### Task goal
How do the lines below between the ones holding "Would you mind indicating the cloudy" and "Would you mind indicating the snow on", inclusive, read? Give them again exactly, with no other lines.

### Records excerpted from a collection
*-*-*

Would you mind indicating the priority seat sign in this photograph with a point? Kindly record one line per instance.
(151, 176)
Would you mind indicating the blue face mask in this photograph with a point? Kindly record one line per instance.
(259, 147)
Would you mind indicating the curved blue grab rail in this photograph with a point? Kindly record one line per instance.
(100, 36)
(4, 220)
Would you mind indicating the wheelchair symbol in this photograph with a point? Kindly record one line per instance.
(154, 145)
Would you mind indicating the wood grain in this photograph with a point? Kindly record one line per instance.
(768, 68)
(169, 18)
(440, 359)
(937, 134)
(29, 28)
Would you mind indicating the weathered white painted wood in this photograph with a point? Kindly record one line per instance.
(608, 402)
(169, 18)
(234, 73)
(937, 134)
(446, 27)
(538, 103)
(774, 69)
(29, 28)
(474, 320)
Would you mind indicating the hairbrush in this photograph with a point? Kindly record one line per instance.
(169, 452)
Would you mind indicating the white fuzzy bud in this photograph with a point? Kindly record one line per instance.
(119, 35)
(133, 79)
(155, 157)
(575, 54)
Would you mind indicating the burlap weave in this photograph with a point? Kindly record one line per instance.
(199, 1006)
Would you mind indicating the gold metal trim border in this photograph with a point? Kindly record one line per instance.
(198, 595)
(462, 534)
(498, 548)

*-*-*

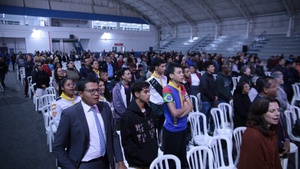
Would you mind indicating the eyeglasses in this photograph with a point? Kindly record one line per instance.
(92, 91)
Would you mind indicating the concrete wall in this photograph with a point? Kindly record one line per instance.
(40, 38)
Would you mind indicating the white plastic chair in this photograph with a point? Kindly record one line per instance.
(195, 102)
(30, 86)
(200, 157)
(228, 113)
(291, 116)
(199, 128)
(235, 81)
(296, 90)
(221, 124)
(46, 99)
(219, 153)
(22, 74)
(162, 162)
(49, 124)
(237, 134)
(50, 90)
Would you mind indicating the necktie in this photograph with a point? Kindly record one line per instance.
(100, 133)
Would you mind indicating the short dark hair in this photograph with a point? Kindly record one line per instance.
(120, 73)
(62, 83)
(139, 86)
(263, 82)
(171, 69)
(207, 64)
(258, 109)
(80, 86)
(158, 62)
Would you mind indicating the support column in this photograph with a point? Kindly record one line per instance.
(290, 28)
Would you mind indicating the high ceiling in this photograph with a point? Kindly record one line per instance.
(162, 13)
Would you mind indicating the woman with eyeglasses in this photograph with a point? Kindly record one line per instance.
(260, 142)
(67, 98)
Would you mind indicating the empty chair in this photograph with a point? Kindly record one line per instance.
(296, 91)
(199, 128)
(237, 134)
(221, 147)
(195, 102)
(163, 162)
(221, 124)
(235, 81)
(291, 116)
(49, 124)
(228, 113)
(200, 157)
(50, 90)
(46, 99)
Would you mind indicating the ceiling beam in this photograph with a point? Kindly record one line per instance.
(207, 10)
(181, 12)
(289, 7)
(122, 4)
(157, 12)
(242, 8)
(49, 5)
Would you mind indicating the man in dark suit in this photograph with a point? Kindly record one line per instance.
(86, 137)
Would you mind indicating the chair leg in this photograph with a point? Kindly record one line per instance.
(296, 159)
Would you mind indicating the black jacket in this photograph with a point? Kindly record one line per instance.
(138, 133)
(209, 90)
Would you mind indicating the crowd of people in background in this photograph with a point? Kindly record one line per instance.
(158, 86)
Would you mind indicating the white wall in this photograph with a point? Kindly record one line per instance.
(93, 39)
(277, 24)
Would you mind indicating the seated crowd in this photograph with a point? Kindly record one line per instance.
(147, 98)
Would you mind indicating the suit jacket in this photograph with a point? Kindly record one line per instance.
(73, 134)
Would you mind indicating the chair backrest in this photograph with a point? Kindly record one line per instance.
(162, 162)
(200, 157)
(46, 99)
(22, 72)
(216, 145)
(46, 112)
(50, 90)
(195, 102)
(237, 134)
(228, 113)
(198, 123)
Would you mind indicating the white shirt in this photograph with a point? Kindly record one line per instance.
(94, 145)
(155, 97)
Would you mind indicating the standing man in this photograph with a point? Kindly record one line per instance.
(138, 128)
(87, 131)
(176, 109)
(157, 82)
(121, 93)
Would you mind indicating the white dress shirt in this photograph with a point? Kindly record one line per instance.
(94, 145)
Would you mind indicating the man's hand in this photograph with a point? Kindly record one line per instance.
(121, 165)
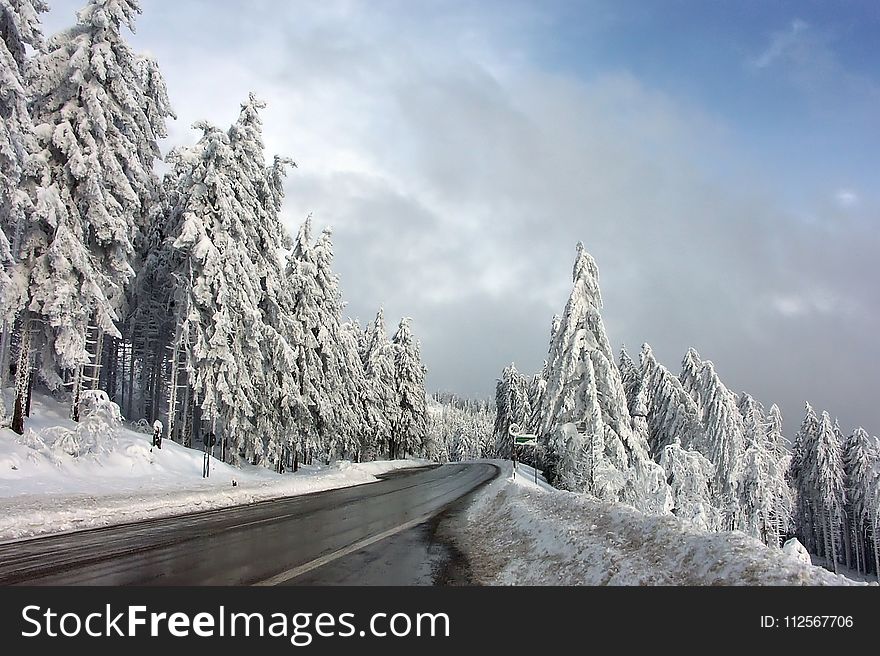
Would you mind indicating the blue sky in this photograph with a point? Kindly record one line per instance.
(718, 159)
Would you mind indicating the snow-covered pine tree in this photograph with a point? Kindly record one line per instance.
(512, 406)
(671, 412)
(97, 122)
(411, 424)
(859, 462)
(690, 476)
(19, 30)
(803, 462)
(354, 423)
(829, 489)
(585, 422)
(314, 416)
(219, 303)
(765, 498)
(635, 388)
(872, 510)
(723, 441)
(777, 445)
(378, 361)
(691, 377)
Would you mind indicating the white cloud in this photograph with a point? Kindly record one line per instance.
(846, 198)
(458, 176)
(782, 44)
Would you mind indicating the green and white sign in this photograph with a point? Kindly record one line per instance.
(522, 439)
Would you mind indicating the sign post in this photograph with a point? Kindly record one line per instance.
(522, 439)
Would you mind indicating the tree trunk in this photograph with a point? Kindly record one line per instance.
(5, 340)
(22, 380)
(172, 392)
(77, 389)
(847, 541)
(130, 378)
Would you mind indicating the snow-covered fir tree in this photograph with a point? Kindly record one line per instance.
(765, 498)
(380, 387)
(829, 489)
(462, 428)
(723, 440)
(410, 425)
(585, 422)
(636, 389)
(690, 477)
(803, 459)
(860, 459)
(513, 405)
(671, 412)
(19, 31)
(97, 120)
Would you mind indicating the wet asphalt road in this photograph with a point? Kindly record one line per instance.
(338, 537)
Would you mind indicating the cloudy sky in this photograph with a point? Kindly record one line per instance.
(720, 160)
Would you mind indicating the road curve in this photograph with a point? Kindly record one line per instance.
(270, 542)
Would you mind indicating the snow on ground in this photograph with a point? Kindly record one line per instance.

*-*-*

### Task solution
Would you mind indicating the cloudy sky in this photograph with a point? Kindly record one line per instance.
(720, 160)
Would you mind indicating the road curve in this photograph with a point? Kindly record one line per instance.
(270, 542)
Would you mind indicating the snow on ground in this photograph with a point? Kindly record one line per instance.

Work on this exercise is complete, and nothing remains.